- _Extracted text_

# Broken Gaming Headset!



## mprain13 (Mar 20, 2011)

I was playing COD4 and i went to get food and i forgot that i had my headphones on.. they got caught in my chair and were pulled to the ground.. It wasnt the first time they'd dropped like that but i always checked to see if they were alright.. they werent this time.. the right side has stopped working and im guessing its a wire.. ive looked at other forums but i cant find a way to open them..

My headphones: Creative Fatal1ty MKII Gaming Headset


----------



## Couriant (Mar 26, 2002)

I have never been able to fix my headsets... i would recommend speaking to Creative to see if they can repair it for cheap.

If it's under warranty, set up a RMA ... but don't mention about the chair and ground...


----------



## preciousss (Apr 7, 2011)

I have used quite a few different headsets but, the best resource I found to get an impartial view on them can be found at* http://www.gamingheadsetreport.com


----------



## vaikepois (May 31, 2009)

probably wire connection came off somewhere. It is very annoying to fix it. You have to find where it came off and then glue it together... but i recommend bu new headset. Because i had same problem and i fixed multiple times... so after few times i bought new headset. USB wireless headset best to avoid wire problems. But i like wire more.

Anyways
1)Find the source and fix with glue
2)Buy new ones.


----------



## mprain13 (Mar 20, 2011)

listen guys, all i want to know is how to open it up..


----------



## Couriant (Mar 26, 2002)

if you dont see any screws then the headsets are probably sealed. I would suggest contacting the manufacturer to be sure.


----------



## mprain13 (Mar 20, 2011)

ive tryed their forums.. no one ever answers..


----------



## Couriant (Mar 26, 2002)

Customer Service - 800-998-1000, press 1 when recording begins.
Technical Support - 405-742-6622

How to reach a live person:
Press 1 at first menu
Press 1 at second menu
Select your product


----------



## mprain13 (Mar 20, 2011)

fyi im live in peru.. unless i have a blue box with me, im not gona bother calling..


----------



## Couriant (Mar 26, 2002)

ahh well that won't help then... you can try their email support.


----------



## mprain13 (Mar 20, 2011)

all i want to know is how to open them safely.. i dont need them fixed ( i can do that)


----------



## Couriant (Mar 26, 2002)

mprain13 said:


> all i want to know is how to open them safely.. i dont need them fixed ( i can do that)


And the best place to ask is their techicial support... Like I mentioned it's most likely sealed up with no screws, but they can confirm that.


----------



## jbx47 (Apr 24, 2011)

hey if you're still struggling with this, I have a creative Fatal1ty headset (just the plain version I think, not the MKII). Mine has been broken for a while now for the same reason as yours and I finally managed to get it open today although I wasn't able to fix my issue maybe my advice can help you get yours open... 

On the inner side of the headset where the sound comes out from the speaker you can slide your finger underneath the cushion that lines the speaker. This surface is covered with a thin fabric but if you run your fingers around the speaker part you will find three small screw holes underneath the fabric. You have to work very slowly or else you'll miss it. Once you have found it you can simply unscrew them using a screw driver without piercing the fabric as the fabric can stretch a bit. Once these are loosened the speaker housing comes apart in two halves and you can see the wires inside.

This is how I opened mine and I assume the MKII will work on the same principle. Hope it helps.


----------



## mprain13 (Mar 20, 2011)

hey thanks jbx47,
i was able to open my headset and check it out but i dont know what the hell is wrong with it.. im probably gona hire an electrical technician and tell you what he did..


----------

- _Raw data_
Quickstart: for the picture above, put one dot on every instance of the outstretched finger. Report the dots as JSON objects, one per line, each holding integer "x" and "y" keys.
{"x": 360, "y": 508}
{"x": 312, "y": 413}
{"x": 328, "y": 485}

- _Stated goal_
Name every distinct user who posts in the thread about the broken gaming headset. The material comes from a separate source, unrelated to the thread.

- _Correct result_
mprain13, Couriant, preciousss, vaikepois, jbx47